* _Supplied text_
____________

All of lore.kernel.org
 help / color / mirror / Atom feed
From: keith.busch@intel.com (Keith Busch)
Subject: [RFC PATCH] nvme: avoid race-conditions when enabling devices
Date: Wed, 21 Mar 2018 10:02:39 -0600	[thread overview]
Message-ID: <20180321160238.GF12909@localhost.localdomain> (raw)
In-Reply-To: <20180321154807.GD22254@ming.t460p>

On Wed, Mar 21, 2018@11:48:09PM +0800, Ming Lei wrote:
> On Wed, Mar 21, 2018@01:10:31PM +0100, Marta Rybczynska wrote:
> > > On Wed, Mar 21, 2018@12:00:49PM +0100, Marta Rybczynska wrote:
> > >> NVMe driver uses threads for the work at device reset, including enabling
> > >> the PCIe device. When multiple NVMe devices are initialized, their reset
> > >> works may be scheduled in parallel. Then pci_enable_device_mem can be
> > >> called in parallel on multiple cores.
> > >> 
> > >> This causes a loop of enabling of all upstream bridges in
> > >> pci_enable_bridge(). pci_enable_bridge() causes multiple operations
> > >> including __pci_set_master and architecture-specific functions that
> > >> call ones like and pci_enable_resources(). Both __pci_set_master()

____________

* _Data_

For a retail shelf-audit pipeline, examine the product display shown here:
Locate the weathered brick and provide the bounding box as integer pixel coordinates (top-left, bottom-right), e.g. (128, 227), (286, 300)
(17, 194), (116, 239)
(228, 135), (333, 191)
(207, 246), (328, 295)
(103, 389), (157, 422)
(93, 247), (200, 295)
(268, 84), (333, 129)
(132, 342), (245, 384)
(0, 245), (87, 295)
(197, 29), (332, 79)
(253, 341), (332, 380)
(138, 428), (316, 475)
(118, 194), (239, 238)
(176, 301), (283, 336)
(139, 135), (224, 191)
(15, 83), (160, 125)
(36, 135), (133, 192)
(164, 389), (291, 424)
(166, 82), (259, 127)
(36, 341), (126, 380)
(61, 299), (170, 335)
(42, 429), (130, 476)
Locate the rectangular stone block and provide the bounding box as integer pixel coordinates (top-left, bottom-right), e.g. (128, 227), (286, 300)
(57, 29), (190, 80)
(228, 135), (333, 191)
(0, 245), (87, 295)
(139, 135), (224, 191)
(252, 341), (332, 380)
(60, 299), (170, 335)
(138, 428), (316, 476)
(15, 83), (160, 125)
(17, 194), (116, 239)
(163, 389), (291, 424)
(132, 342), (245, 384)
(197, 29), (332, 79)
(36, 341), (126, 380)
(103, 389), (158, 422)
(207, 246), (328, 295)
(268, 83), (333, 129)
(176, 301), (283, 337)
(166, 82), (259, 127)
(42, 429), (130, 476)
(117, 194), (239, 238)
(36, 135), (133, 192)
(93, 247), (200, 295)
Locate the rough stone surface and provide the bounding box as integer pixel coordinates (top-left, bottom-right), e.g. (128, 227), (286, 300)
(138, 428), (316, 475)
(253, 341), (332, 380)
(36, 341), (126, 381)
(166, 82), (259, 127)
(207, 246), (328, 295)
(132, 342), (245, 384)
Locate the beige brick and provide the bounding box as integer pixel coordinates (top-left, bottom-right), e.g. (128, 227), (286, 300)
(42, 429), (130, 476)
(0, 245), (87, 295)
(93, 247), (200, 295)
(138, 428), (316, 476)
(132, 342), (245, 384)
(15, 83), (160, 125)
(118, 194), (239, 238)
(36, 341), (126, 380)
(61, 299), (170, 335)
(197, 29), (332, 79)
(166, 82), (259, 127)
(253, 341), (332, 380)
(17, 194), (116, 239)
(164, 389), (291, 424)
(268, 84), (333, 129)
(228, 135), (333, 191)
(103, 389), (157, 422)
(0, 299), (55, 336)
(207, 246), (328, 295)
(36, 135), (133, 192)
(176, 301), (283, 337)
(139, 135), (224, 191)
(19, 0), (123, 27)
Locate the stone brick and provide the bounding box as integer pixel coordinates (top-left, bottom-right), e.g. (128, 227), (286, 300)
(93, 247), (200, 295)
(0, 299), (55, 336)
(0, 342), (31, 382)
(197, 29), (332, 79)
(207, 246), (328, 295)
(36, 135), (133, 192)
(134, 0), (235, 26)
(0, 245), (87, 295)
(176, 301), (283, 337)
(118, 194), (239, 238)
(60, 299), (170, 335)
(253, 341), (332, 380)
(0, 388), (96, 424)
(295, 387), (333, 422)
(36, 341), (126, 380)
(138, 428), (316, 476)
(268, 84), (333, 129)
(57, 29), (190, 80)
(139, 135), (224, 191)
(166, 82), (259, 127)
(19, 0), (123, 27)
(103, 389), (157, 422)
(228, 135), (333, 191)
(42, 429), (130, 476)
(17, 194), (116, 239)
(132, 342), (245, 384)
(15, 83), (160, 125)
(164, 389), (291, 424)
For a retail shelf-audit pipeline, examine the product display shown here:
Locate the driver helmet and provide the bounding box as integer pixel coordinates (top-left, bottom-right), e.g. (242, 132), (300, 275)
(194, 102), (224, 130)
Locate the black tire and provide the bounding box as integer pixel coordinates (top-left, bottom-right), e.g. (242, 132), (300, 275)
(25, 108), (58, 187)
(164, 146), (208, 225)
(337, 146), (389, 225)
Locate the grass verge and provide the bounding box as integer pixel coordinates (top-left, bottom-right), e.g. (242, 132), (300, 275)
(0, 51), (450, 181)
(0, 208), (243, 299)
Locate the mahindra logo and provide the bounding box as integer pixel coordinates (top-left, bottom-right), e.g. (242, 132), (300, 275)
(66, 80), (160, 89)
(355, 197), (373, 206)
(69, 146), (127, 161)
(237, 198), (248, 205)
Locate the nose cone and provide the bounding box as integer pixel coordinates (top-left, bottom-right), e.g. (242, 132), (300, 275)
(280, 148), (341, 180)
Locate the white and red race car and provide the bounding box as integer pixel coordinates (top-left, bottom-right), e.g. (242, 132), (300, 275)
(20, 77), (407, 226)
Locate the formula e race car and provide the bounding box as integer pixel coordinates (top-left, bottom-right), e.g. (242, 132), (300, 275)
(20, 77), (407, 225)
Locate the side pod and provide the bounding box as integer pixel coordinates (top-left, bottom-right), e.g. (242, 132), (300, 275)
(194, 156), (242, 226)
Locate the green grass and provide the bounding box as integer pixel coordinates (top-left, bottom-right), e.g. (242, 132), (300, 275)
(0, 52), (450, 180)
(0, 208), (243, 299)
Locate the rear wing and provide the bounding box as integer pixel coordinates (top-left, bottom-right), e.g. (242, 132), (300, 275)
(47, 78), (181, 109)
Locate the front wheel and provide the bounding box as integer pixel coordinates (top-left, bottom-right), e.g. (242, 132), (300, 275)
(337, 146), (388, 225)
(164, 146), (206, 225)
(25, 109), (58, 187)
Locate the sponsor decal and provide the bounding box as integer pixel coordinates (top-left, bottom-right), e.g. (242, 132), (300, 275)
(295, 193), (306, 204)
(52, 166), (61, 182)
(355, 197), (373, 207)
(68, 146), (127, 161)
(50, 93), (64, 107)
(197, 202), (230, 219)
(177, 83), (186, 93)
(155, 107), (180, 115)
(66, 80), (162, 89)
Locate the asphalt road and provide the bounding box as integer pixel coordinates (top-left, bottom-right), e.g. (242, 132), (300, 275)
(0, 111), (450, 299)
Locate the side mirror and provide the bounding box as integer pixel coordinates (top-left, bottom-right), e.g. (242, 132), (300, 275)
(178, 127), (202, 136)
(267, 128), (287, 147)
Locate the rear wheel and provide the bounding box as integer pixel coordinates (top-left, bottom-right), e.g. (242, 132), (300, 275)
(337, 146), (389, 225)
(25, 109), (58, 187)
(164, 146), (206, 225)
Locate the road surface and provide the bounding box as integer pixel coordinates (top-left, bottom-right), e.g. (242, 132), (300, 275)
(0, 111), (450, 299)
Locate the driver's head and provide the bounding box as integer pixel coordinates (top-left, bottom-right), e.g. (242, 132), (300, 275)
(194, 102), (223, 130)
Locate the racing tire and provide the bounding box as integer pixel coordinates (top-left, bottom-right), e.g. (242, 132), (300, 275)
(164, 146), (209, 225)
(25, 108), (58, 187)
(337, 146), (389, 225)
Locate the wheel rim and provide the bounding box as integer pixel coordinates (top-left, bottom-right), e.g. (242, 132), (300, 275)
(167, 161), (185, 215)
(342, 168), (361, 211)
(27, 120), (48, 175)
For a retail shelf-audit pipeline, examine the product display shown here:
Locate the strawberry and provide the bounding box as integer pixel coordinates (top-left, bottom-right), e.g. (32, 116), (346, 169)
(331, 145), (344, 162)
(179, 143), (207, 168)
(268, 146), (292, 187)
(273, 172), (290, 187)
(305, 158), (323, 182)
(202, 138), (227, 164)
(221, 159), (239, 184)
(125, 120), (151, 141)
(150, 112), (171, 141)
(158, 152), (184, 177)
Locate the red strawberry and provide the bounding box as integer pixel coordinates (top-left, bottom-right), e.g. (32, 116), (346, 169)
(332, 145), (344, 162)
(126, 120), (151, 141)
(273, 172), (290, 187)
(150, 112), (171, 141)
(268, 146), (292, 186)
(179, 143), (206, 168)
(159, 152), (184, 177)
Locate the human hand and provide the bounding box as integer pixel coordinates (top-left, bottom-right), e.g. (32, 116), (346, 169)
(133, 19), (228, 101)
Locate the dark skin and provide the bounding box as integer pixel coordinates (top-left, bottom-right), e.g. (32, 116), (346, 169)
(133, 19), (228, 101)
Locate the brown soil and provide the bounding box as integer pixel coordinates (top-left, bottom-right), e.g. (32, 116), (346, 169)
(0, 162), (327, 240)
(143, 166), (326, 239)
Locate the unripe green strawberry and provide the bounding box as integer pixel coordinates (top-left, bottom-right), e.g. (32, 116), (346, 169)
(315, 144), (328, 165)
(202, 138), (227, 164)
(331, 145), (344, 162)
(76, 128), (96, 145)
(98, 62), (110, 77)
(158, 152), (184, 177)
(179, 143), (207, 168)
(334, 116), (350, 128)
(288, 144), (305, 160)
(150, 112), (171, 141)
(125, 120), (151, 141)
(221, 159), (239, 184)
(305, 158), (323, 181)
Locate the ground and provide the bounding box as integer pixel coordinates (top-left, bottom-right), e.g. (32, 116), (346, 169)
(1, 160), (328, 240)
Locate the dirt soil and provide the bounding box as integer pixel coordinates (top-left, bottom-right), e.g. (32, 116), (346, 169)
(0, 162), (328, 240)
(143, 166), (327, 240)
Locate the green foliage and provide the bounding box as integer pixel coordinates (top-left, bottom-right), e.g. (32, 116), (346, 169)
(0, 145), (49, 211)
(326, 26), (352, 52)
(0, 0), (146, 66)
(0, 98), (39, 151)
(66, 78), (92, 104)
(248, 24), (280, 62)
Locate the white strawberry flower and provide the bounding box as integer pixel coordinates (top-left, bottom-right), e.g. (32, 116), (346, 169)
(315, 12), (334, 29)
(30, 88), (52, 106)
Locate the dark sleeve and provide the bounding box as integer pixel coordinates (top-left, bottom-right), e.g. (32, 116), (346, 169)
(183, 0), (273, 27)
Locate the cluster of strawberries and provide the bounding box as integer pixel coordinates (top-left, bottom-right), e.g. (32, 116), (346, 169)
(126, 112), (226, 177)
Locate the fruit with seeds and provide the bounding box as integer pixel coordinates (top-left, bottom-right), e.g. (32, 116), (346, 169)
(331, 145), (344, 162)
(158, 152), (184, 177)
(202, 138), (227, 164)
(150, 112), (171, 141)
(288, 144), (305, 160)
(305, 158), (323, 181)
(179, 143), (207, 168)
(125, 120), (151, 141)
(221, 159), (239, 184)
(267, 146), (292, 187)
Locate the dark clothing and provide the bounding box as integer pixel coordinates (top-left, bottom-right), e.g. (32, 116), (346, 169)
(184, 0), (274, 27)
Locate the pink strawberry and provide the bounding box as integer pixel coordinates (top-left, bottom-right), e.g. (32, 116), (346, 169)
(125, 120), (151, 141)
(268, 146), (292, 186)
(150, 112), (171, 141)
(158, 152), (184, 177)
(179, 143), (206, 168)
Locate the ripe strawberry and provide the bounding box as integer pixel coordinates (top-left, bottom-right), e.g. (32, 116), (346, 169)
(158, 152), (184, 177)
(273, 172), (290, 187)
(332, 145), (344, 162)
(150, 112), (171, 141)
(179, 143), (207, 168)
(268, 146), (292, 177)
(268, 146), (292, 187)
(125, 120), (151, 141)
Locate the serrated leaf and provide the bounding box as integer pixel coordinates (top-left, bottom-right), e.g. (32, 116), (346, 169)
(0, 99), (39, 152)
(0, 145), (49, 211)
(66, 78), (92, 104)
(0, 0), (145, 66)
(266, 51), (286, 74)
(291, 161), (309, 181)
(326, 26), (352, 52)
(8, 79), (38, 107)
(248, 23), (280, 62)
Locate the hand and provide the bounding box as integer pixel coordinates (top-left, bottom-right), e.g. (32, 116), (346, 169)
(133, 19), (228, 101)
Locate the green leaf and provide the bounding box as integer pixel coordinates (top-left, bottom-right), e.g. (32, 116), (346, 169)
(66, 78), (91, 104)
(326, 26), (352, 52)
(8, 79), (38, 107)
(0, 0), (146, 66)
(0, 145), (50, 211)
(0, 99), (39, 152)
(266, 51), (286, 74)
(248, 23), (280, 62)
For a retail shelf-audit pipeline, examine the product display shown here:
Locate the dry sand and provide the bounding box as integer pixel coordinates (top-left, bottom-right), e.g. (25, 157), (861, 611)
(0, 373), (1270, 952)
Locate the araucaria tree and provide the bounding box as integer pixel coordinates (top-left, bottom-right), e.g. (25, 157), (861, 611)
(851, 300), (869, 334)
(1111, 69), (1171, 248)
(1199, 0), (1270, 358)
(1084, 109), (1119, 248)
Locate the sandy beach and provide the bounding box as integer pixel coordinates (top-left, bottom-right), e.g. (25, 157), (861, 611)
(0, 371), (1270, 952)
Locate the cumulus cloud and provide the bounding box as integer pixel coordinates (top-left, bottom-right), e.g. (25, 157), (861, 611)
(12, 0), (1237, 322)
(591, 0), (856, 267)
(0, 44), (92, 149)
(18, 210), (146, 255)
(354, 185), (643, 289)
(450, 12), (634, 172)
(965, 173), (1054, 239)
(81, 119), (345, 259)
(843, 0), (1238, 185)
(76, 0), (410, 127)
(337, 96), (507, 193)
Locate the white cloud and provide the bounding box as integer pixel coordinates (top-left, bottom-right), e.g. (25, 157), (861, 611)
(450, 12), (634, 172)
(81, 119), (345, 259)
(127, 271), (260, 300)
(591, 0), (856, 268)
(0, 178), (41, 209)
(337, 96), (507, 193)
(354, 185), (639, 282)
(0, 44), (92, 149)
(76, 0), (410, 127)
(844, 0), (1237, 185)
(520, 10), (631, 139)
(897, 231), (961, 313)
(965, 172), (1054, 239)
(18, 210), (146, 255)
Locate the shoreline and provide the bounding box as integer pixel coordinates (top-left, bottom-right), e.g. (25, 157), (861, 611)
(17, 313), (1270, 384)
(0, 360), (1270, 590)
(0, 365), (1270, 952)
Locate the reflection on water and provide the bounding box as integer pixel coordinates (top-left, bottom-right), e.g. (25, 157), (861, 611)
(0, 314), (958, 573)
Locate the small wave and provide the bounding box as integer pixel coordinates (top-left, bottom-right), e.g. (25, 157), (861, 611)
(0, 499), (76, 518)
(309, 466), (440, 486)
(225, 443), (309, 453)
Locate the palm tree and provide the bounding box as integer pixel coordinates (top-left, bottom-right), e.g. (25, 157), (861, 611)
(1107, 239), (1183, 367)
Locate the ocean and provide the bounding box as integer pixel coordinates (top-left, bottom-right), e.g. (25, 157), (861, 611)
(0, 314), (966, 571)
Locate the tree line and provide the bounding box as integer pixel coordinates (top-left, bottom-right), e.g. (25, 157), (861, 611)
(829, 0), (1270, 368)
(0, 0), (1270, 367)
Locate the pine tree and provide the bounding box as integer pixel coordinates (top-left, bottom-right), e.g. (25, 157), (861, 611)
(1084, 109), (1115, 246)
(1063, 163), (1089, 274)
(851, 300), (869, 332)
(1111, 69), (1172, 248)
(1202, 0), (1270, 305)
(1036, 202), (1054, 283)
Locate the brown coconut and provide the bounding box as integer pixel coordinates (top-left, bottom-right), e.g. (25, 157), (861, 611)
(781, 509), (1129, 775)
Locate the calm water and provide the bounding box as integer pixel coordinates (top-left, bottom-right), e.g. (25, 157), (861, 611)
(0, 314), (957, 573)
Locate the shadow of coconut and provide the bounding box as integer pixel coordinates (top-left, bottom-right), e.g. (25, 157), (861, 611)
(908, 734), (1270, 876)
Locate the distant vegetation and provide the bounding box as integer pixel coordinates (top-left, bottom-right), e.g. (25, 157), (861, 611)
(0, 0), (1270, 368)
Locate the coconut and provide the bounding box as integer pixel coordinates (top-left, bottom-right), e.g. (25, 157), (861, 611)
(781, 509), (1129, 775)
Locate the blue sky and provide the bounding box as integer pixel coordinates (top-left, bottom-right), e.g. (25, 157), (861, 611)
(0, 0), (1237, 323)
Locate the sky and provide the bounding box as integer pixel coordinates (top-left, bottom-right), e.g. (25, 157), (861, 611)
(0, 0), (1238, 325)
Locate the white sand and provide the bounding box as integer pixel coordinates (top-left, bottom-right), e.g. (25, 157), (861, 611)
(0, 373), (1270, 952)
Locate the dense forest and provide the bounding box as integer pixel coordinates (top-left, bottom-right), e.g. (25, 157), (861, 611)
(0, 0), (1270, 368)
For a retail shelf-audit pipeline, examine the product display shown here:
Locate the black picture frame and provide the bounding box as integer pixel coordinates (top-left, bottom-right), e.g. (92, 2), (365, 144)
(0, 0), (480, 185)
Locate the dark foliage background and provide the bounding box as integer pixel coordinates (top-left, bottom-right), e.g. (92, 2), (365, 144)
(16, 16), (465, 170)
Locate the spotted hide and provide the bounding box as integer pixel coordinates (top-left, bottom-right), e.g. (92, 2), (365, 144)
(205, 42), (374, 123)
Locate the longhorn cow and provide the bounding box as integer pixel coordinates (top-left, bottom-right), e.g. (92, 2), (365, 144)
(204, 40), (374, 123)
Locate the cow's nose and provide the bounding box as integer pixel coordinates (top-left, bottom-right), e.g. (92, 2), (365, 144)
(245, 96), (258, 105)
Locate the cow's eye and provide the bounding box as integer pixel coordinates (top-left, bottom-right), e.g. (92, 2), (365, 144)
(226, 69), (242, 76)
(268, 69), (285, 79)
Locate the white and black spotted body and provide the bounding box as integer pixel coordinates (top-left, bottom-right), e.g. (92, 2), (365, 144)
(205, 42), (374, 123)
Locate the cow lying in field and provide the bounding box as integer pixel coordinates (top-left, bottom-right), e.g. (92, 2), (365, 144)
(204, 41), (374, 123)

____________

* _Given request 1_
In the NVMe mailing-list post, which function can be called in parallel on multiple cores when the reset works of several NVMe devices run at once?
* _Given request 2_
Reproduce word for word the part of the NVMe mailing-list post that opens with the words containing "In-Reply-To: <20180321154807.GD22254@ming.t460p>" and closes with "on multiple cores.".
* _Given request 3_
Carry on writing the NVMe mailing-list post, starting right after its final line.

* _Reply 1_
pci_enable_device_mem

* _Reply 2_
In-Reply-To: <20180321154807.GD22254@ming.t460p>

On Wed, Mar 21, 2018@11:48:09PM +0800, Ming Lei wrote:
> On Wed, Mar 21, 2018@01:10:31PM +0100, Marta Rybczynska wrote:
> > > On Wed, Mar 21, 2018@12:00:49PM +0100, Marta Rybczynska wrote:
> > >> NVMe driver uses threads for the work at device reset, including enabling
> > >> the PCIe device. When multiple NVMe devices are initialized, their reset
> > >> works may be scheduled in parallel. Then pci_enable_device_mem can be
> > >> called in parallel on multiple cores.

* _Reply 3_
> > >> and pci_enable_resources() read PCI_COMMAND field in the PCIe space
> > >> and change it. This is done as read/modify/write.
> > >> 
> > >> Imagine that the PCIe tree looks like:
> > >> A - B - switch -  C - D
> > >>                \- E - F
> > >> 
> > >> D and F are two NVMe disks and all devices from B are not enabled and bus
> > >> mastering is not set. If their reset work are scheduled in parallel the two
> > >> modifications of PCI_COMMAND may happen in parallel without locking and the
> > >> system may end up with the part of PCIe tree not enabled.
> > > 
> > > Then looks serialized reset should be used, and I did see the commit
> > > 79c48ccf2fe ("nvme-pci: serialize pci resets") fixes issue of 'failed
> > > to mark controller state' in reset stress test.
> > > 
> > > But that commit only covers case of PCI reset from sysfs attribute, and
> > > maybe other cases need to be dealt with in similar way too.
> > > 
> > 
> > It seems to me that the serialized reset works for multiple resets of the
> > same device, doesn't it? Our problem is linked to resets of different devices
> > that share the same PCIe tree.
> 
> Given reset shouldn't be a frequent action, it might be fine to serialize all
> reset from different devices.

The driver was much simpler when we had serialized resets in line with
probe, but that had a bigger problems with certain init systems when
you put enough nvme devices in your server, making them unbootable.

Would it be okay to serialize just the pci_enable_device across all
other tasks messing with the PCI topology?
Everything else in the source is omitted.